Work to complete =
Find every line in the records below that holds the word "instance", and copy each one.

***** Data shown *****

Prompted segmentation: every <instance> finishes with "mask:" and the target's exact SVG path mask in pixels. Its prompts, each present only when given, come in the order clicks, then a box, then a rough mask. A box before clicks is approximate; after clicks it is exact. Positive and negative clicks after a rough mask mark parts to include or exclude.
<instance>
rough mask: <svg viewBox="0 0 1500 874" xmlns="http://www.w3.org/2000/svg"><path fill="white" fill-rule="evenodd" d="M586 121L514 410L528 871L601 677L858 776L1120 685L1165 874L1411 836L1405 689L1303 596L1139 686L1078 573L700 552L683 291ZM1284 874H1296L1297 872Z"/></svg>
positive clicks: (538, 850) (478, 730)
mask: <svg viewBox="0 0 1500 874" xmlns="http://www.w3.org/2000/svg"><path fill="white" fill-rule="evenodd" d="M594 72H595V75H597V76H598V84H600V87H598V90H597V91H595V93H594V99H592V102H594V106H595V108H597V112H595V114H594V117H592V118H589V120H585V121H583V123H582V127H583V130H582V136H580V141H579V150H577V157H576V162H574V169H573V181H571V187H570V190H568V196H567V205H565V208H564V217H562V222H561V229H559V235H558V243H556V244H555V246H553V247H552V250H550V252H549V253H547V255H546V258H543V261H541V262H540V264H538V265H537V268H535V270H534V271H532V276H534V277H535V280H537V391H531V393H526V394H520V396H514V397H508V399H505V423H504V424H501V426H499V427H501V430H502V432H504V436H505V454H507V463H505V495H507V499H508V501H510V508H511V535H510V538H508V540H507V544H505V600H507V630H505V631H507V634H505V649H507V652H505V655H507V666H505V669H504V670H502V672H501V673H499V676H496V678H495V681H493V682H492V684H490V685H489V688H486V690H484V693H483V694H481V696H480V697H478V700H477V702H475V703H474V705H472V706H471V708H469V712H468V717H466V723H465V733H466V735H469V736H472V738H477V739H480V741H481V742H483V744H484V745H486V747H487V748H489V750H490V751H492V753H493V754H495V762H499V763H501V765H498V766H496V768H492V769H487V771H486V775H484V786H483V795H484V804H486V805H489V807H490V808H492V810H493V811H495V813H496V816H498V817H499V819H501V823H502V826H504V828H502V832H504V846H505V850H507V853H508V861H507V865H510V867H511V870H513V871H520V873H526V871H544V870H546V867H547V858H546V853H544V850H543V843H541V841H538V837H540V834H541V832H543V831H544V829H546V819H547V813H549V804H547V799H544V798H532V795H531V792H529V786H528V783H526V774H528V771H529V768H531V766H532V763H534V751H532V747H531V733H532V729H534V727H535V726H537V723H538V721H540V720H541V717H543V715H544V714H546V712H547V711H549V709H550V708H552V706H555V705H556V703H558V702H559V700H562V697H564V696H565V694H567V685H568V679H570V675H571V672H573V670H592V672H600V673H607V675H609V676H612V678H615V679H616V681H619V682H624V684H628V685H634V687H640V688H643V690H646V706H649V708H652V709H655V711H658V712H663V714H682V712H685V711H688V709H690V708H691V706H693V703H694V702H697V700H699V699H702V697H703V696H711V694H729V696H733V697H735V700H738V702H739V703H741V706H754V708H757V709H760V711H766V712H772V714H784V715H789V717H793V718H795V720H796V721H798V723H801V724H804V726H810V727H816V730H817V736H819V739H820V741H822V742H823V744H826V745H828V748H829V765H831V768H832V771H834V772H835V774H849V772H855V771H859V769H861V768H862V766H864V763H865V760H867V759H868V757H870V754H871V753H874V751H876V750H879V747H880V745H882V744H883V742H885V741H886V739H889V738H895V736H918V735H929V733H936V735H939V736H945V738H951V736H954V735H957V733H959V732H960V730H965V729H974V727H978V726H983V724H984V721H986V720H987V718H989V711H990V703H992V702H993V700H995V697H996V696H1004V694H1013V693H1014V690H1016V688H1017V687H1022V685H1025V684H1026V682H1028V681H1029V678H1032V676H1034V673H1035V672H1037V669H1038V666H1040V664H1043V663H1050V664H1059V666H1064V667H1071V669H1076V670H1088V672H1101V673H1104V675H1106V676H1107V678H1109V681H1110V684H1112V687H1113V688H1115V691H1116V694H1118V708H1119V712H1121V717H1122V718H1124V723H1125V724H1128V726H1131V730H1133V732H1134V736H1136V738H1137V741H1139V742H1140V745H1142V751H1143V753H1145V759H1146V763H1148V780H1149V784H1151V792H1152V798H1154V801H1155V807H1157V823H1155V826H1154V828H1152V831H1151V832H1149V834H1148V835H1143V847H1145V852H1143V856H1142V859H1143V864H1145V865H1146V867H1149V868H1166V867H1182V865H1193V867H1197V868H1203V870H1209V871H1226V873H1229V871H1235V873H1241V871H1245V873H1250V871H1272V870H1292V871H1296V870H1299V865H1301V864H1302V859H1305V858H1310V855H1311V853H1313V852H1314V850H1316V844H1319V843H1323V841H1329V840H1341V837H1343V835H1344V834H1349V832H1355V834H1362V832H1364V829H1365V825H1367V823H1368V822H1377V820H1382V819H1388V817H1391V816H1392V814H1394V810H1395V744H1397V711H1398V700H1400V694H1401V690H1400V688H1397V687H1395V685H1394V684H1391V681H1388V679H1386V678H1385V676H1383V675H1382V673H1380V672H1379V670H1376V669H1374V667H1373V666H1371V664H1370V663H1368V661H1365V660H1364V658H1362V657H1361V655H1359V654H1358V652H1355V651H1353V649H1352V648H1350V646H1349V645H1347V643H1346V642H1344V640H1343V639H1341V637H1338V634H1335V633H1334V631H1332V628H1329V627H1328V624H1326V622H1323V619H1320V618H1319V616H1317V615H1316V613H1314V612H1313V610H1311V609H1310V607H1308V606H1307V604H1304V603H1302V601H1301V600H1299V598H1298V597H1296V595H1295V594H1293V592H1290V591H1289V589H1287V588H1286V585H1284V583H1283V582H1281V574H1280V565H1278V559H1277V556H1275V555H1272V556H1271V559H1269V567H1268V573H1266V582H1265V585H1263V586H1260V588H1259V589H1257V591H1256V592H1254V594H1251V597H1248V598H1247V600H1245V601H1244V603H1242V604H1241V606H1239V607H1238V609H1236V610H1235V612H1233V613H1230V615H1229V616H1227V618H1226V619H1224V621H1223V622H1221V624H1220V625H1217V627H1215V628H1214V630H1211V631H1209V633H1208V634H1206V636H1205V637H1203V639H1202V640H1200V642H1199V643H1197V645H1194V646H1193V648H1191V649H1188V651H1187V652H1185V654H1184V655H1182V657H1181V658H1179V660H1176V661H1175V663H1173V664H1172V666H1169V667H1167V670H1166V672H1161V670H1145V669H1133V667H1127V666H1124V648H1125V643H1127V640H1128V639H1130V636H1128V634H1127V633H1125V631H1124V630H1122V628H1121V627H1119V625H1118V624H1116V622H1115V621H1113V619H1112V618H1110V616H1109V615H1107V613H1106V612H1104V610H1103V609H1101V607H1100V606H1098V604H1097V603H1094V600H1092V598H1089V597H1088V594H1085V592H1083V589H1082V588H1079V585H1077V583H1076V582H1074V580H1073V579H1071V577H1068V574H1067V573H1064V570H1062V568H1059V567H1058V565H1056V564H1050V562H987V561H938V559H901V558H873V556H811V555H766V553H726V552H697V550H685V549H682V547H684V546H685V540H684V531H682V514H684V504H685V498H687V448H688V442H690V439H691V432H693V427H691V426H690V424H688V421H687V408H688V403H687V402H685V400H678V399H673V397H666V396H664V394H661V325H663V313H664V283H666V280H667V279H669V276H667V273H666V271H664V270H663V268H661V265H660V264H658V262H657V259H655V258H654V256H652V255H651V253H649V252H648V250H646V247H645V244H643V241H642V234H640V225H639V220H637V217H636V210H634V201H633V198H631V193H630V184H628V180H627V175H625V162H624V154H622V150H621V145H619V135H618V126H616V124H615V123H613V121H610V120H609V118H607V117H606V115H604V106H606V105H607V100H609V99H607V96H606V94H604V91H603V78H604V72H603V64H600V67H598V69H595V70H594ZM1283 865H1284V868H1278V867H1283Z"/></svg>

*****

Result of this task =
Prompted segmentation: every <instance> finishes with "mask:" and the target's exact SVG path mask in pixels. Its prompts, each present only when given, come in the order clicks, then a box, then a rough mask. A box before clicks is approximate; after clicks it is exact. Positive and negative clicks after a rough mask mark parts to include or exclude.
<instance>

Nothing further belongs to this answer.